EJERCICIOS >>
- a) Responde estas preguntas sobre el fragmento acerca de la disciplina presupuestaria:
(i) ¿Dónde está situado ahora el debate?
(ii) ¿Qué servicios públicos se ponen como ejemplo?
(iii) ¿Qué no han dejado de hacer las oligarquías con las crisis y con las guerras?
- b) Copia sin cambiar nada del fragmento acerca de la disciplina presupuestaria todo lo que hay desde “Ya tenemos puesta” hasta “permanentes.Hay mucho más.”.

Ya tenemos puesta la camisa de fuerza, de la que es muy difícil desprenderse. El debate ya no está situado en el “qué” sino en el “cómo”; esto es, en determinar la mejor ruta para alcanzar el objetivo indiscutible de la política económica,: la disciplina presupuestaria.

No hay derechas ni izquierdas, solo pura racionalidad en materia de economía. El pensamiento conservador gana por goleada. No sólo se impone una determinada concepción de la política económica que otorga prioridad a la gestión de la demanda agregada, a través de la contracción del gasto público; no sólo se considera que la llave del crecimiento económico y la transformación estructural se encuentra en los ajustes presupuestarios permanentes.Hay mucho más.

Las políticas de rigor presupuestario promueven, son un factor determinante de la concentración de la renta y la riqueza. Penalizan a los grupos de población más desfavorecidos, al reducir la cantidad y calidad de los servicios públicos -como la salud y la educación-. También, y esto es muy importante decirlo, porque quienes defienden estas políticas no abren la puerta a recaudar más y mejor de los de arriba, que sería otro camino para el saneamiento de las cuentas públicas. Es verdad que en los últimos tiempos se pone más el foco en la privilegiada posición de las oligarquías, que con las crisis y con las guerras no han dejado de enriquecerse, pero poco se hace y desde luego no lo suficiente para revertir los privilegios fiscales de los que disfrutan.

DATOS GUARDADOS >>
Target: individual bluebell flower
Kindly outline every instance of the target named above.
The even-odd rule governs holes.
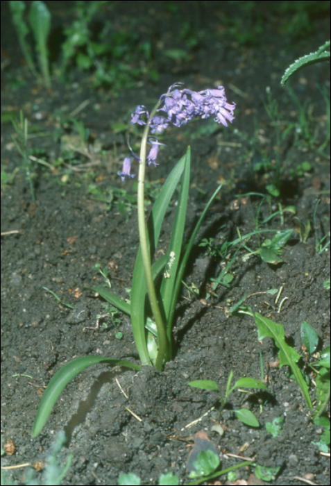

RESPUESTAS >>
- a)
(i) En el “cómo”, ya no en el “qué”.
(ii) La salud y la educación.
(iii) Enriquecerse.

- b)
Ya tenemos puesta la camisa de fuerza, de la que es muy difícil desprenderse. El debate ya no está situado en el “qué” sino en el “cómo”; esto es, en determinar la mejor ruta para alcanzar el objetivo indiscutible de la política económica,: la disciplina presupuestaria.

No hay derechas ni izquierdas, solo pura racionalidad en materia de economía. El pensamiento conservador gana por goleada. No sólo se impone una determinada concepción de la política económica que otorga prioridad a la gestión de la demanda agregada, a través de la contracción del gasto público; no sólo se considera que la llave del crecimiento económico y la transformación estructural se encuentra en los ajustes presupuestarios permanentes.Hay mucho más.